PARTS OF THE EXERCISE:
[A] In the pharmacy financing text, what price does the pharmacist in the worked example pay for the independent pharmacy?
[B] Reproduce the part of the pharmacy financing text that opens with the words containing "Worked Example: Acquiring" and closes with "a strong file.".

EXTRACTED TEXT:

See what lenders look for in an SBA loan.
Next Step
Whether you're buying an established independent, opening a de novo store, or buying out a partner, the right structure pairs an SBA 7(a) acquisition loan with working capital for AR and inventory. Get matched with pharmacy lenders who understand script-file valuation and reimbursement pressure.
Worked Example: Acquiring an Independent Pharmacy
Consider a pharmacist buying an independent pharmacy for $800,000. Much of that price is goodwill tied to the patient base and the prescription files — the recurring scripts that walk in the door every month — plus inventory. SBA 7(a) financing suits this acquisition because the value is largely intangible (the Rx file and patient relationships) rather than hard collateral, and the SBA guarantee gives the lender comfort to lend against it. A licensed pharmacist-buyer with operating experience presents a strong file.
The diligence centers on reimbursement and concentration. Independent pharmacies live and die by their payer mix and pharmacy-benefit-manager (PBM) reimbursement, which can compress margins, so lenders examine prescription volume, payer mix, and trends closely. They also weigh dependence on a single nearby prescriber or facility — lose that referral source and the script count drops. A buyer who documents stable script volume, a diversified payer and prescriber base, and a transition plan with the selling pharmacist strengthens the application considerably.

SOURCE INFORMATION:

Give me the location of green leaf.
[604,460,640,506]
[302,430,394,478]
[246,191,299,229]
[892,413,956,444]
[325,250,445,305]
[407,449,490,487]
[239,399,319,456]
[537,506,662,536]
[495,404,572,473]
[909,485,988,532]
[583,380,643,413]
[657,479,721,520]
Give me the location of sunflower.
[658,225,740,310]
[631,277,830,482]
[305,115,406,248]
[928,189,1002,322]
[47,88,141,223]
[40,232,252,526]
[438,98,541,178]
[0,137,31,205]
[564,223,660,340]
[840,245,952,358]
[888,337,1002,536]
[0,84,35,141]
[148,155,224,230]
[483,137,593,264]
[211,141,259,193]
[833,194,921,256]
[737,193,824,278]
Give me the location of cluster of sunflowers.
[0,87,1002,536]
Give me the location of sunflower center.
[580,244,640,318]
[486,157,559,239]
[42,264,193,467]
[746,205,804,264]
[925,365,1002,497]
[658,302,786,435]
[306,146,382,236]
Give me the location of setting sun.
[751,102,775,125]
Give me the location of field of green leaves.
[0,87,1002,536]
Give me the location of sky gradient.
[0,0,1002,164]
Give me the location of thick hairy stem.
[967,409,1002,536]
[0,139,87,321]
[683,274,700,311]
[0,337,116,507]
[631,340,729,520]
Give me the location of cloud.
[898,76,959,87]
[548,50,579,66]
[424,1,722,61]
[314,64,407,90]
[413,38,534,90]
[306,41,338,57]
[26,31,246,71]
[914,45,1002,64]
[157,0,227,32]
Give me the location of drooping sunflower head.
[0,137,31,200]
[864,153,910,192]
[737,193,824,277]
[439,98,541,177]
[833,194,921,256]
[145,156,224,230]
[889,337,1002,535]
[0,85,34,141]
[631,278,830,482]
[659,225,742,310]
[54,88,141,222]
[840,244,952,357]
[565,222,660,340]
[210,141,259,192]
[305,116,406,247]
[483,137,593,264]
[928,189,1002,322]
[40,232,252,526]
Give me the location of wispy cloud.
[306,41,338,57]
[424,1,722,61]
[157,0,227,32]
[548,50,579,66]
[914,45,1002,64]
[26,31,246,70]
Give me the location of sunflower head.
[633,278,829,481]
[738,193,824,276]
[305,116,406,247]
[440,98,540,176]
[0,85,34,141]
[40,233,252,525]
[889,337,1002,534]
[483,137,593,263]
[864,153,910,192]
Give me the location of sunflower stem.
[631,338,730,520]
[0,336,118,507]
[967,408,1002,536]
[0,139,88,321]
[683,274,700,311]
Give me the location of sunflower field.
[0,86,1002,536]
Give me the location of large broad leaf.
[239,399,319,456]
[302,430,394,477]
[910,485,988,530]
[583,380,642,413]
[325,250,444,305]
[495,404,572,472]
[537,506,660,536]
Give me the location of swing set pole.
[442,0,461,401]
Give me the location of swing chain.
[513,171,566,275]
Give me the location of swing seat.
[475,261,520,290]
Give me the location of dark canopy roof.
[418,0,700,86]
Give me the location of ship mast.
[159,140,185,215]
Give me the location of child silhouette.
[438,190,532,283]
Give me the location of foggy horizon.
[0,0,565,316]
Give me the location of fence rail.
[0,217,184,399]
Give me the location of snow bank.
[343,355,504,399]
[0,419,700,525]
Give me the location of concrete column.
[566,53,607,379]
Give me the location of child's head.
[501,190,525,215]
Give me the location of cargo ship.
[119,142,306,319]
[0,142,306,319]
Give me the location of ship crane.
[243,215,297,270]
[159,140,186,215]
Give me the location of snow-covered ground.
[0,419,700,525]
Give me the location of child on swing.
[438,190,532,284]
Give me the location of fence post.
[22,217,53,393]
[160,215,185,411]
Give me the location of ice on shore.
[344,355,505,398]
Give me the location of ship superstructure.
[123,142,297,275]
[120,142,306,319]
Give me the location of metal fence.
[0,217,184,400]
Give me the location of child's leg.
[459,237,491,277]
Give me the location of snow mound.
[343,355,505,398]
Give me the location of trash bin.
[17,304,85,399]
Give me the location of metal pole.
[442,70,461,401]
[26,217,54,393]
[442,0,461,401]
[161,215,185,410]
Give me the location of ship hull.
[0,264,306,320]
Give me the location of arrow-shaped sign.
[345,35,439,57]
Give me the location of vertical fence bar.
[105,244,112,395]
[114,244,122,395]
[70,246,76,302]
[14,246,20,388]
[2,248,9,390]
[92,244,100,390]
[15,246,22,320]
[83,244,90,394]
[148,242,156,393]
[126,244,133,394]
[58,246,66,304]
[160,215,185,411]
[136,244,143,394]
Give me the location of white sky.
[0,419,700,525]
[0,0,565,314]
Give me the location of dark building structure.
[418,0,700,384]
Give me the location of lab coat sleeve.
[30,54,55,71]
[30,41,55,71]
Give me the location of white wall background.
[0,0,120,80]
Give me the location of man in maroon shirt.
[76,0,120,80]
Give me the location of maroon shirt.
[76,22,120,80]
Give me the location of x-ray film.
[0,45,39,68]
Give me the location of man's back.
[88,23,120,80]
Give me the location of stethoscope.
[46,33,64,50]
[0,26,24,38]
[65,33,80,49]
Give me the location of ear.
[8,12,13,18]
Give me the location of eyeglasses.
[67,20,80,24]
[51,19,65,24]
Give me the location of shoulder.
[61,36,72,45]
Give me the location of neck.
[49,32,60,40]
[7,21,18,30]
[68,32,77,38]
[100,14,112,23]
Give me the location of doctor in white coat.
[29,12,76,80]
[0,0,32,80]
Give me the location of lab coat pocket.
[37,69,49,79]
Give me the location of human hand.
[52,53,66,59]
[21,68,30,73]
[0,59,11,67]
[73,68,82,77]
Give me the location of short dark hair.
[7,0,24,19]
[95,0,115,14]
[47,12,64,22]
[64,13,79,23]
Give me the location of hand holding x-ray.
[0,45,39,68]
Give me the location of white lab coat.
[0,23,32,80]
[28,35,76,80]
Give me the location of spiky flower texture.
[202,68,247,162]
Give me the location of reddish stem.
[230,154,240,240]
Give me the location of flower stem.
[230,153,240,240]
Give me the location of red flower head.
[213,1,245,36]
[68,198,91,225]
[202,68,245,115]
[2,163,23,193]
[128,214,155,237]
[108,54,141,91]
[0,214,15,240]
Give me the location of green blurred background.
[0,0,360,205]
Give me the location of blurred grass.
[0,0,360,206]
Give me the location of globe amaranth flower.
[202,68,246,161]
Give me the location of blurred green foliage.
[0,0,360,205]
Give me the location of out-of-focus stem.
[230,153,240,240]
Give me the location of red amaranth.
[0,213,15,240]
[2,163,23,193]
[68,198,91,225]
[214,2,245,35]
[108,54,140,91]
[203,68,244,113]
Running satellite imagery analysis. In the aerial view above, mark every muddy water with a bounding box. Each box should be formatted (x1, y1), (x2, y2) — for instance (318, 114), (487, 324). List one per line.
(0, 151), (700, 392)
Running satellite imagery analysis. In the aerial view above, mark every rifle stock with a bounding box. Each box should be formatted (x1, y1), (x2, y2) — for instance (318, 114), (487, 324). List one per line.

EXERCISE RESULTS:
[A] $800,000

[B]
Worked Example: Acquiring an Independent Pharmacy
Consider a pharmacist buying an independent pharmacy for $800,000. Much of that price is goodwill tied to the patient base and the prescription files — the recurring scripts that walk in the door every month — plus inventory. SBA 7(a) financing suits this acquisition because the value is largely intangible (the Rx file and patient relationships) rather than hard collateral, and the SBA guarantee gives the lender comfort to lend against it. A licensed pharmacist-buyer with operating experience presents a strong file.